Print, without any alteration, the lines of the material from the line containing "Please segment every instance of the black" through the line containing "[[[20,178],[8,181],[8,223],[24,223],[24,183]]]", including both of those lines.

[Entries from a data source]
/---

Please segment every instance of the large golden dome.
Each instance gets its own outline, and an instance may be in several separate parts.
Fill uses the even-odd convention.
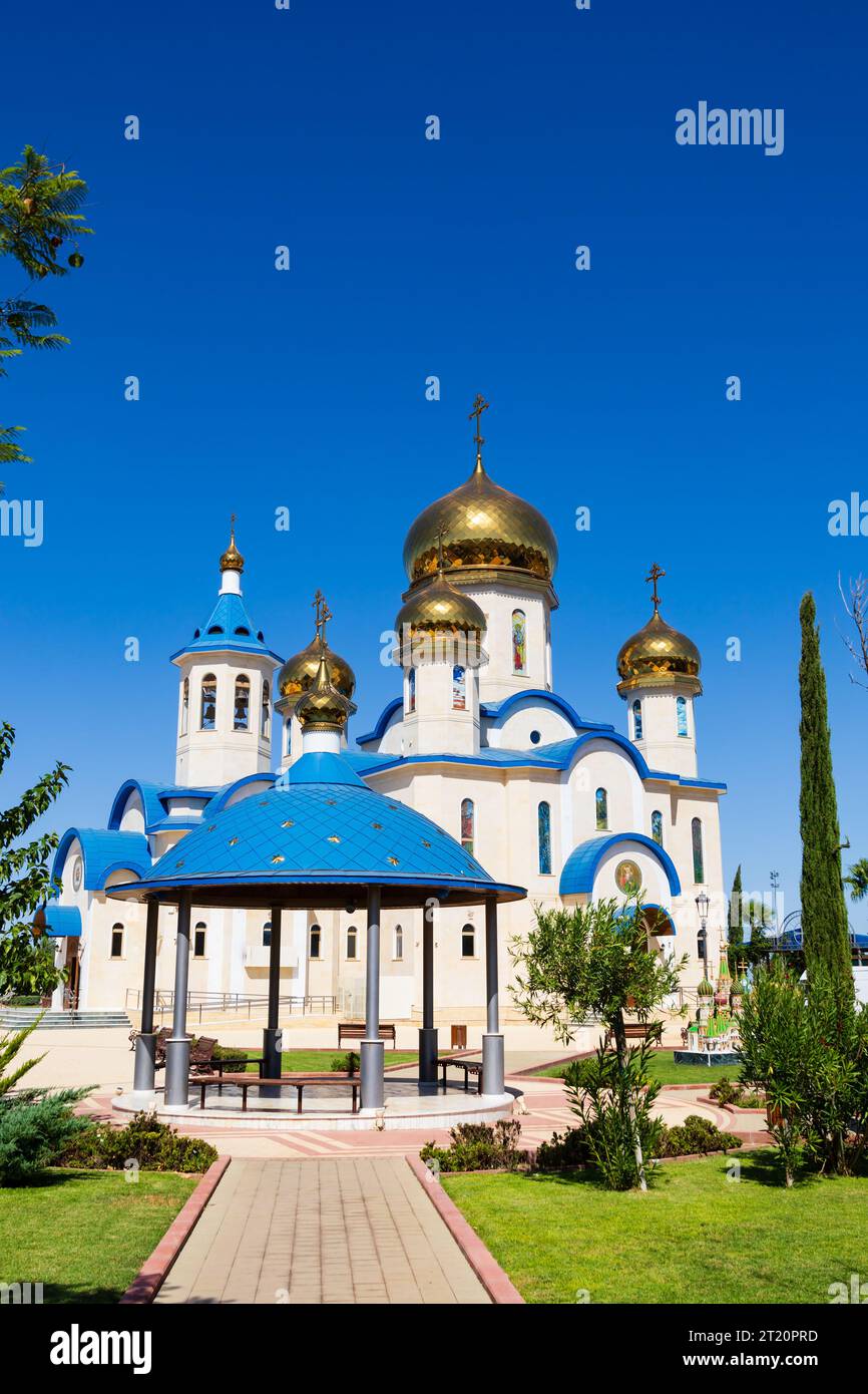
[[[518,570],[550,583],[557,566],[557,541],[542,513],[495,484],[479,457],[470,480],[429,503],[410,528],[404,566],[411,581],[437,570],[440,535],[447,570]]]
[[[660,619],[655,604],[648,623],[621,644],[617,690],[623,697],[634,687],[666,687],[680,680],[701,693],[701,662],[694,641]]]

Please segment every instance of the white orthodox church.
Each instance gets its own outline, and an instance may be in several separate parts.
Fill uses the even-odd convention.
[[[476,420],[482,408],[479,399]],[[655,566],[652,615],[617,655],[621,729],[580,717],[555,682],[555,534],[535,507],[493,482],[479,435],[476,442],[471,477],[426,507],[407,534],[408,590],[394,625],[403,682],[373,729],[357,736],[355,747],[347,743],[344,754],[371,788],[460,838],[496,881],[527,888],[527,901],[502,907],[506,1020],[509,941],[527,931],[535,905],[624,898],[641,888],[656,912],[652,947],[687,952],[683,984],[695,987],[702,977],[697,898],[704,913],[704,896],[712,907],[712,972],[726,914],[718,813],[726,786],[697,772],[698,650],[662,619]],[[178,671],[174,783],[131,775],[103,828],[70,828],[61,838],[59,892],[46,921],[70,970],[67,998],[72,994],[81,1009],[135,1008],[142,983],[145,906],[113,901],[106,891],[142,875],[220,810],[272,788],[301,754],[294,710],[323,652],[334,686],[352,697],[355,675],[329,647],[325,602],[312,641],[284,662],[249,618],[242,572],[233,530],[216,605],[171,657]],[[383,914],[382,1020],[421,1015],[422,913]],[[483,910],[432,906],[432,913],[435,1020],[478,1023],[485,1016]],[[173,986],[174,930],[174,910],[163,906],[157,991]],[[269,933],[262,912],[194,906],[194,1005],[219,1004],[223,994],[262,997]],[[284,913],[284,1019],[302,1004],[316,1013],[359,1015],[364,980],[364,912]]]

\---
/---

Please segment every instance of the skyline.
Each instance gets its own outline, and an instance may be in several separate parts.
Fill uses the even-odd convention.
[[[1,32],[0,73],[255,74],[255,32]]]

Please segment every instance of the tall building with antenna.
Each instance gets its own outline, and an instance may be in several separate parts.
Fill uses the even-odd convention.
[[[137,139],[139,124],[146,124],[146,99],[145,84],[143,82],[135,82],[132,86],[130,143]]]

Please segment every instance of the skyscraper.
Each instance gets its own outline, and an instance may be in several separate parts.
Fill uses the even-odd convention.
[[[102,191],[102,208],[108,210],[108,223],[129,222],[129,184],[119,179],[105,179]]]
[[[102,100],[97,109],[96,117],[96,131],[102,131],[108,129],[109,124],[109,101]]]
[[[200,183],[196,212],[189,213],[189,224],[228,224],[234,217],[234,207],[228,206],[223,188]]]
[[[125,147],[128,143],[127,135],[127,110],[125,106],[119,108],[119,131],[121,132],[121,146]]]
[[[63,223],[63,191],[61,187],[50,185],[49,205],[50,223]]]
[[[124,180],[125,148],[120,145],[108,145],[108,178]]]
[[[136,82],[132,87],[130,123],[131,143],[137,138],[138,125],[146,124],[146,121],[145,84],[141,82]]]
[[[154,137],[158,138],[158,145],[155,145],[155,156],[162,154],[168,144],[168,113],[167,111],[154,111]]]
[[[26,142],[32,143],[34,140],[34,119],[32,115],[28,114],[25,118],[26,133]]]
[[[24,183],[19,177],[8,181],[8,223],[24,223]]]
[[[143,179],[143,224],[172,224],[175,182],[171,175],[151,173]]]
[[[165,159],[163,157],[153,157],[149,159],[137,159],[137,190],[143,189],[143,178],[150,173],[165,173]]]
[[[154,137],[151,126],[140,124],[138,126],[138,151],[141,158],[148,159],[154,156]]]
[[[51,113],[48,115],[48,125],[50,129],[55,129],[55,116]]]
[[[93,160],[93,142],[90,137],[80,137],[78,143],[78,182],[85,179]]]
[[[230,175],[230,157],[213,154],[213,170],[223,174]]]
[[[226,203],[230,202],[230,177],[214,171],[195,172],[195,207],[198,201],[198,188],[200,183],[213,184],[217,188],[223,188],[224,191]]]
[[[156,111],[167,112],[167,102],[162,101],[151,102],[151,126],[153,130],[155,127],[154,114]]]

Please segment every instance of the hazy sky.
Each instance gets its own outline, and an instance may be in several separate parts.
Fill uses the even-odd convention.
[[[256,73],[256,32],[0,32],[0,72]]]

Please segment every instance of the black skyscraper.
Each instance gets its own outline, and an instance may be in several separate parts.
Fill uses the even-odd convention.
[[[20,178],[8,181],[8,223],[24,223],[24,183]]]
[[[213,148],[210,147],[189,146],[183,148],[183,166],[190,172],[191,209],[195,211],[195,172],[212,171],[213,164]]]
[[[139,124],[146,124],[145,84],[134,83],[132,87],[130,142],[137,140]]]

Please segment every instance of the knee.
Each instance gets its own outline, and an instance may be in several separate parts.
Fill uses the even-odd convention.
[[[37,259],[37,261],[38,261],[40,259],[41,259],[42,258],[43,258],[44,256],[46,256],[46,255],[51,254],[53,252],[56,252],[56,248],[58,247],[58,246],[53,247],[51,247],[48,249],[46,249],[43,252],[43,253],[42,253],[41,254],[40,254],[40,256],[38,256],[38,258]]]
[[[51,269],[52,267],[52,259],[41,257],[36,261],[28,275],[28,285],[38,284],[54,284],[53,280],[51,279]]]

\---

Completed exercise:
Please segment every instance of the black skyscraper.
Each instance gets its own outline, and an instance may be in several separate parts.
Fill uses the even-odd convention.
[[[20,178],[8,181],[8,223],[24,223],[24,183]]]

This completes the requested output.